Melasma Darker After Two Vipeels and Prominent in Areas I Hadn't Noticed Were Problems Before
- Asked by Silvers in Sacramento, CA
- 2 years ago
The second peel made some of the melasma "pink" but soon became dark brown. My upper lip which had faint patches of melasma are now dark like a moustache. Why is it worse now than before peels? I am a 45 year hispanic with a darker complexion. Vipeel was my last hope. I have tried everything now except laser. (Triluma, Retin-A with Hydroquionine 4%, Clinque clinical dark spot corrector, Lumedia, Unt Ex White, Meladerm, Otentika Hyper Creme and Reviva Skin Lightening)
Melasma is a condition that effects the deepest part of your skin. In the deep epidermal layer you have specialized skin cells (named melanocytes) that produce the color of your skin. Many factors (including genetics, environment and life style) can effect the skin cells, causing to produce excess pigmentation. Consequently melasma is not a curable condition, however it can be controlled/managed.
Melasma treatments are directed towards reduce pigmentation, while avoiding further exacerbation. Common treatment options will include one or more of these:
- Broad spectrum sunscreen
- Creams that decrease the pigment activity of melanocytes
- Creams that reduce the actual pigmentation
- Retin-A creams
- Glycolic peels
- Specialized laser treatment
Treatments to avoid:
- IPL or Photo Facials
- Aggressive chemical peels or microdermabrasion
- Aggressive laser treatment
The answer to melasma being darker after chemical peel.

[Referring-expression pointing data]
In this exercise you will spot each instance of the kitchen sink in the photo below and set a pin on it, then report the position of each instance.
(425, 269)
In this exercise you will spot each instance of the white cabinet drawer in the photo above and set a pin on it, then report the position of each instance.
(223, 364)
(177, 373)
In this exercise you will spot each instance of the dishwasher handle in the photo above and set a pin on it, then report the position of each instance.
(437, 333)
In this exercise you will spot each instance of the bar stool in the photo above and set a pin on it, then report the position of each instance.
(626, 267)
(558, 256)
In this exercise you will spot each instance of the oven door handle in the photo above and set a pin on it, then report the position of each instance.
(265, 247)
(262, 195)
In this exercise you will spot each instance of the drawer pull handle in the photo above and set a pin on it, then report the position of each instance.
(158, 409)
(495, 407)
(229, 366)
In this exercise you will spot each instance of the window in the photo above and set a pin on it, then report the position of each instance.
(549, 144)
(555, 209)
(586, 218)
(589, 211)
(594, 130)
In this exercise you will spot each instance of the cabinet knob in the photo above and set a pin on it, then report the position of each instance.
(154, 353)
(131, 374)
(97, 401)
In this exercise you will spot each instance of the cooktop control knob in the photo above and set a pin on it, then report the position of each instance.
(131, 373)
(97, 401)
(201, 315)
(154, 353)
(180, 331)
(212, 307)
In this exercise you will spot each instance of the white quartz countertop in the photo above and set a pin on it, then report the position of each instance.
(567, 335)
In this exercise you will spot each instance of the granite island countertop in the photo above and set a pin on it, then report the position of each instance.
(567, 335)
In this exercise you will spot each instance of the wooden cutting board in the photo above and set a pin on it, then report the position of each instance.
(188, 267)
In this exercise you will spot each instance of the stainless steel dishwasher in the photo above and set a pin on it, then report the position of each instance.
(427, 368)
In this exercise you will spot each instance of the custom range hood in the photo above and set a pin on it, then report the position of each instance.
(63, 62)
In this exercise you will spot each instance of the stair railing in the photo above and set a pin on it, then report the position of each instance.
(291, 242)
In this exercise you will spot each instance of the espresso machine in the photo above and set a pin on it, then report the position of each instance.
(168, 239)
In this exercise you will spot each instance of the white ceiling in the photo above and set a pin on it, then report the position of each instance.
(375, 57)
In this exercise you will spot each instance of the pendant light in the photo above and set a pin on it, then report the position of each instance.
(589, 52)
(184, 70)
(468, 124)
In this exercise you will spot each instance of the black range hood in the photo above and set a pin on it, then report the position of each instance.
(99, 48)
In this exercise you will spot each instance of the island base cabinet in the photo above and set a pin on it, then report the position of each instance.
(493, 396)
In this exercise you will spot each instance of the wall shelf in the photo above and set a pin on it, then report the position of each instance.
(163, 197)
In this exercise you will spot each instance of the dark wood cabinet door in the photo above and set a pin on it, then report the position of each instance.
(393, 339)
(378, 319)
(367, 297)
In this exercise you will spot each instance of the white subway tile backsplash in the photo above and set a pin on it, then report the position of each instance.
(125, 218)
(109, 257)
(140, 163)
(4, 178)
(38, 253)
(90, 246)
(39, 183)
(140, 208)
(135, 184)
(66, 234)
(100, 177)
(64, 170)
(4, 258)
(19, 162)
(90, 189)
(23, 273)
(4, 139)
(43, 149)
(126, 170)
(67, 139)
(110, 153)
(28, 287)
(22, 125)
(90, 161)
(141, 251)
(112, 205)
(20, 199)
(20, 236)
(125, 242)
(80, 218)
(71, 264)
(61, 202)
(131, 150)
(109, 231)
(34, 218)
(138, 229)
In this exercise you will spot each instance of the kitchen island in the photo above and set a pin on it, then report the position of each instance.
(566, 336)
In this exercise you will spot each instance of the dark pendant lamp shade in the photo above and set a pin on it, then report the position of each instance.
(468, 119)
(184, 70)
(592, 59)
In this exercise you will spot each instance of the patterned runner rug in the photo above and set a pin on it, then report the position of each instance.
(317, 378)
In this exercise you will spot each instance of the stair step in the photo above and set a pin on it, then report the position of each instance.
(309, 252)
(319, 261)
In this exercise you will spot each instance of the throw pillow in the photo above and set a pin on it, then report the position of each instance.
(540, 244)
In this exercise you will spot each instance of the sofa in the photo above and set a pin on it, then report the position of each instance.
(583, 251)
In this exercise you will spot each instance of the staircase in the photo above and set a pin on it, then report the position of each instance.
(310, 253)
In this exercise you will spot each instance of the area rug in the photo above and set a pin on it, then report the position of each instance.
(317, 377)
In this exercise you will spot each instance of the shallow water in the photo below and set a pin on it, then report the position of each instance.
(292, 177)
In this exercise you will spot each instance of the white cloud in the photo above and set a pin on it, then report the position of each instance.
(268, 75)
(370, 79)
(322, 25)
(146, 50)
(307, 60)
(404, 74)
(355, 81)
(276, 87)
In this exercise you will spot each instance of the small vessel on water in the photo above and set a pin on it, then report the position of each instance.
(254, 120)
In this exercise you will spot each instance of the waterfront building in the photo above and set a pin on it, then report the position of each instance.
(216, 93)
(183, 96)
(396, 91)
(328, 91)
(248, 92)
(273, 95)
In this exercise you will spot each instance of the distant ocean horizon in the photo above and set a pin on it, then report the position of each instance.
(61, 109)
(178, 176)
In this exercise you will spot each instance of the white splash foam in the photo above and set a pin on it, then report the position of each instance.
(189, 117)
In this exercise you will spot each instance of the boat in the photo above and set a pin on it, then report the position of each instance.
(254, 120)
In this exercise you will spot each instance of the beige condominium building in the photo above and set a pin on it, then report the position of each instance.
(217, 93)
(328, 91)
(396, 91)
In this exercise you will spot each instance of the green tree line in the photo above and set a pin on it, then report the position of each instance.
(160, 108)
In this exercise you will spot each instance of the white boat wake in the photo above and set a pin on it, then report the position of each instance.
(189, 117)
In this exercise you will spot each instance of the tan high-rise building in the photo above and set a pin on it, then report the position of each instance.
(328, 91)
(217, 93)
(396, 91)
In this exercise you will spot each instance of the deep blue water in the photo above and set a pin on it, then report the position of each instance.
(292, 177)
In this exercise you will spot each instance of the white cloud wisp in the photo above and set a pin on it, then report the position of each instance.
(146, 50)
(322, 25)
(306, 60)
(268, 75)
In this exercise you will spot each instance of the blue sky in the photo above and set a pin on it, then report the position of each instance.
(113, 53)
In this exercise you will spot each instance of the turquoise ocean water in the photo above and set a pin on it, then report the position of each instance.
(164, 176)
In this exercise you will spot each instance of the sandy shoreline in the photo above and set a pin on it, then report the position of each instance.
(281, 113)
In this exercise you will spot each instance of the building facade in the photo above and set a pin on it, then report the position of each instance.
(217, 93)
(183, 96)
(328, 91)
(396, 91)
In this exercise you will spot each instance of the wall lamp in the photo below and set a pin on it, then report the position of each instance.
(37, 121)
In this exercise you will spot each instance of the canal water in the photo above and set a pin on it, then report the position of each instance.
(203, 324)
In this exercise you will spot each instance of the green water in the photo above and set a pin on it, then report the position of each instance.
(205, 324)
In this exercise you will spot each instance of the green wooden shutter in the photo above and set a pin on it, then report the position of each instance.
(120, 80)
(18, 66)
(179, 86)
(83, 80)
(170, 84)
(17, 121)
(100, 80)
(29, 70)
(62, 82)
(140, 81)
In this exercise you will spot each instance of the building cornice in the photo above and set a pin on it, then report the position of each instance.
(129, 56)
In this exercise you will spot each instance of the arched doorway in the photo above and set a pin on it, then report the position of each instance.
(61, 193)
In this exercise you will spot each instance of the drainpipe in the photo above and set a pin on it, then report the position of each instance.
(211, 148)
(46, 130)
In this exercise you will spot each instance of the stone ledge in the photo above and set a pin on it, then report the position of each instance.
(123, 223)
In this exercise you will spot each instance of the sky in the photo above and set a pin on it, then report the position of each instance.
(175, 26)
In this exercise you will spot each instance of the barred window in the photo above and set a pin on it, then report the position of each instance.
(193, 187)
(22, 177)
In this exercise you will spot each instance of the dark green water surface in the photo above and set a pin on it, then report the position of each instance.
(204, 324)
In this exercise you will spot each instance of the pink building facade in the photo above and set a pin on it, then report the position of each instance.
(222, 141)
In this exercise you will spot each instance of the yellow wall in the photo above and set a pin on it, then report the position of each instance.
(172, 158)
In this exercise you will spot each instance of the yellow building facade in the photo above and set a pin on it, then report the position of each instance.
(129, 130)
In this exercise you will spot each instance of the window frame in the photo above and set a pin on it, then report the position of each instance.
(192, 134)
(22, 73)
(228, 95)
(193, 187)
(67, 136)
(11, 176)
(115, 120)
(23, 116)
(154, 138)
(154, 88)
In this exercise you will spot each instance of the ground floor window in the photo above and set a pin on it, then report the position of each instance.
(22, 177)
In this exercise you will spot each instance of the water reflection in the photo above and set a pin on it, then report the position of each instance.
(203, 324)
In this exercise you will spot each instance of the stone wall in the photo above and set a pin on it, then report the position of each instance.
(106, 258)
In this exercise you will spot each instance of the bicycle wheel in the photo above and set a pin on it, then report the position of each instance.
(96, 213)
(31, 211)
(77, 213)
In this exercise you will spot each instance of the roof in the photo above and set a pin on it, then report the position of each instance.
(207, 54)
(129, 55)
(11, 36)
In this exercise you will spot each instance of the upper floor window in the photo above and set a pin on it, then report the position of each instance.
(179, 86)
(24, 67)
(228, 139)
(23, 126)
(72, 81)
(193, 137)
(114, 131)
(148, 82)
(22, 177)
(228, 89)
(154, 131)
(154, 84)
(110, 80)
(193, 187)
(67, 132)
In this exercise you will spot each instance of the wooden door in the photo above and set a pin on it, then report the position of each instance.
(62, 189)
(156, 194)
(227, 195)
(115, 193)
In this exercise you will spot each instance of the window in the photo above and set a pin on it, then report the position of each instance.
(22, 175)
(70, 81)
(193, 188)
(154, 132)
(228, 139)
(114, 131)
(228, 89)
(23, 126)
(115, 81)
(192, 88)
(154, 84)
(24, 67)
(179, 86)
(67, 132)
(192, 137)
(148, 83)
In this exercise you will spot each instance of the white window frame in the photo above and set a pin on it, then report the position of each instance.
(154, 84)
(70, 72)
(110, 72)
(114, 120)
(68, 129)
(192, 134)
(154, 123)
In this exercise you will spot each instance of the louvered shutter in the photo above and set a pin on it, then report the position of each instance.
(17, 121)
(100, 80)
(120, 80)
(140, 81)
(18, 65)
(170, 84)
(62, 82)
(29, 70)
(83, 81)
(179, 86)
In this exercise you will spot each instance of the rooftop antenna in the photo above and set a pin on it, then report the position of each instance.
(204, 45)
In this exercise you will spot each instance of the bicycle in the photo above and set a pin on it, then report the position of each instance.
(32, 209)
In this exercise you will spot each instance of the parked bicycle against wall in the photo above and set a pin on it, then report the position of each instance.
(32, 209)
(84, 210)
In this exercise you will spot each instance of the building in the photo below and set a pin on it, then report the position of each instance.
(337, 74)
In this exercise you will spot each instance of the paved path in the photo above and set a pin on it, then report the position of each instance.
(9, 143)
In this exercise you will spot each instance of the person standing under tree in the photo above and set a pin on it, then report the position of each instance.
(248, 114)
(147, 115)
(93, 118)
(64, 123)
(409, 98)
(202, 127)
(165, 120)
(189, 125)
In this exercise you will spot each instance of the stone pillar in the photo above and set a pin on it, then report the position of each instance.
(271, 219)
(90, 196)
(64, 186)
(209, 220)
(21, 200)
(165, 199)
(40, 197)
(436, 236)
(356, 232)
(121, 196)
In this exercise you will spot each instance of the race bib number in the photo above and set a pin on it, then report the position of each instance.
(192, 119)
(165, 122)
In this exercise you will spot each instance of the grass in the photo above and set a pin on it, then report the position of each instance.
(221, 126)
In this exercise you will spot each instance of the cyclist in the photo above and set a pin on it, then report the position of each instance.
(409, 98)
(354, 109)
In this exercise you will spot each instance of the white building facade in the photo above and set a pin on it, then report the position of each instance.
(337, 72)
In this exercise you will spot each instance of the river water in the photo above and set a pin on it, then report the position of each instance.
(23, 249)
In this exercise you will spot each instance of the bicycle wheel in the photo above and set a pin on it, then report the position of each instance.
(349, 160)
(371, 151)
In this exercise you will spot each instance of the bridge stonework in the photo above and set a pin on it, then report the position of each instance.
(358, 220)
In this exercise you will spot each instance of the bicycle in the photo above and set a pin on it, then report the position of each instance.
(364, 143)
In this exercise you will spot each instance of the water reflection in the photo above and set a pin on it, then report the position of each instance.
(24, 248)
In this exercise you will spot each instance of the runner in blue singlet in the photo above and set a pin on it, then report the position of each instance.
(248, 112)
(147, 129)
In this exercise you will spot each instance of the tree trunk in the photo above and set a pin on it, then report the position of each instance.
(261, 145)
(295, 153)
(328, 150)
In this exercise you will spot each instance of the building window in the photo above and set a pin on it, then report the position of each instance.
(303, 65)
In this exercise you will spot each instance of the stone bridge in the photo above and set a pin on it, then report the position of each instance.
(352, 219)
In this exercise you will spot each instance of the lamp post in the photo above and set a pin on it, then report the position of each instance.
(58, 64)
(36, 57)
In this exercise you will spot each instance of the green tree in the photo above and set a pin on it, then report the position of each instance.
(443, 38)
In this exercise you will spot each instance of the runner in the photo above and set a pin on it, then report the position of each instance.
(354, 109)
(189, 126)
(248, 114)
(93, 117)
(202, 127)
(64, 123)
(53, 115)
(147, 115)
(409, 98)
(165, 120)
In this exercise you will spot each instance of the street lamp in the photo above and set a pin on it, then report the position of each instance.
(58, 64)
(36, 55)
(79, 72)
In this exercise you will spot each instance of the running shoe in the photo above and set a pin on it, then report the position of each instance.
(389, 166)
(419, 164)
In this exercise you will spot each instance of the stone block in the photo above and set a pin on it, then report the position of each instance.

* _Work to complete_
A: Copy the melasma page word for word, starting at "Melasma is a" and ending at "can be controlled/managed.".
B: Answer these questions from the melasma page:
(i) What age does the person asking give?
(ii) According to the page, what do melanocytes produce?
(iii) What is the first entry under "Treatments to avoid"?
C: Decide whether each statement agrees with the melasma page. Answer yes or no, and quote the words from the page that decide it.
(i) Glycolic peels are listed among common treatment options.
(ii) Melasma is described as a curable condition.
(iii) The person asking has already tried laser treatment.

* _Answers by item number_
A:
Melasma is a condition that effects the deepest part of your skin. In the deep epidermal layer you have specialized skin cells (named melanocytes) that produce the color of your skin. Many factors (including genetics, environment and life style) can effect the skin cells, causing to produce excess pigmentation. Consequently melasma is not a curable condition, however it can be controlled/managed.

B:
(i) 45
(ii) The color of your skin
(iii) IPL or Photo Facials

C:
(i) Yes: "Common treatment options will include one or more of these:" followed by "Glycolic peels"
(ii) No: "melasma is not a curable condition, however it can be controlled/managed."
(iii) No: "I have tried everything now except laser."